Reading passage.

§

[
https://issues.apache.org/jira/browse/PDFBOX-1098?page=com.atlassian.jira.plugin.system.issuetabpanels:comment-tabpanel&focusedCommentId=13280976#comment-13280976
]
Thomas Chojecki commented on PDFBOX-1098:
-----------------------------------------
I haven't take a look at the NonSequentialPDFParser right now, but without a
length, there is no way to read FlateDecoded PDF attachments like in
PDFBOX-1299. Looks like a design issue in pdf. :-)
> Wrong implemented stream reader
> -------------------------------
>
> Key: PDFBOX-1098
> URL: https://issues.apache.org/jira/browse/PDFBOX-1098
> Project: PDFBox
> Issue Type: Bug
> Components: Parsing
> Reporter: Thomas Chojecki
> Assignee: Timo Boehme
> Priority: Critical
> Labels: ZLIB
> Fix For: 1.7.0
>
>
> The BaseParser#readUntilEndStream(OutputStream) method is parsing streams the
> wrong way. [1]
> This method will start reading a stream till the keyword "endstream" is
> reached and don't care about the length value inside the dictionary. This
> implementation brokes nearly every pdf document with a pdf embedded inside a
> stream [2].
> Encoder that is used for compressing streams can be block-based (like
> FlateDecode which is mostly used). If a block of data that should be
> compressed don't spare space after compressing, the encode do not compress
> this block and mark it as uncompressed. So a stream can containing compressed
> and uncompressed parts. So if someone try to embed pdf documents with streams
> inside a stream, the encoder will left most parts of the document
> uncompressed. Such parts can contain plan text like "endstream" or other
> critical keywords that can cause the parser to stop.

§

Raw data.

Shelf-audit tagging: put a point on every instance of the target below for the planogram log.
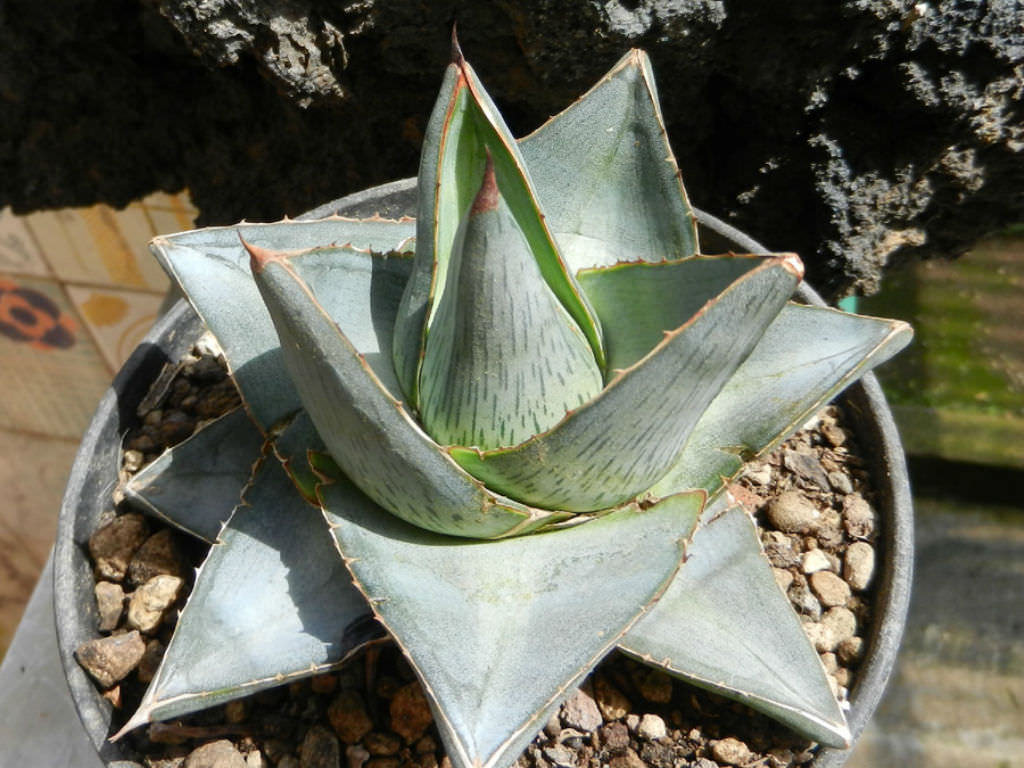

§

Tasks to complete.
**a)** Answer these questions about the PDFBox bug report:
(i) Which method does the issue description say parses streams the wrong way?
(ii) Who is listed as the assignee of the issue?
(iii) According to the comment, what kind of PDF attachments cannot be read without a length?
**b)** Proceed with the PDFBox bug report, picking up right after its last sentence.

Answers per task.
**a)**
(i) BaseParser#readUntilEndStream(OutputStream)
(ii) Timo Boehme
(iii) FlateDecoded PDF attachments

**b)**
> So we need to read the whole stream length that was wrote inside the
> dictionary and don't look at "endstream" keywords until the end is reached.
> The current stream parser cause a ZIPException with the Message "Unexpected
> end of ZLIB input stream".
> A sample pdf and a patch is coming soon.
> [1] PDF 32000-1:2008 -> 7.3.8.2 Stream Extent
> [2] PDF 32000-1:2008 -> 7.11.4 Embedded File Streams
--
This message is automatically generated by JIRA.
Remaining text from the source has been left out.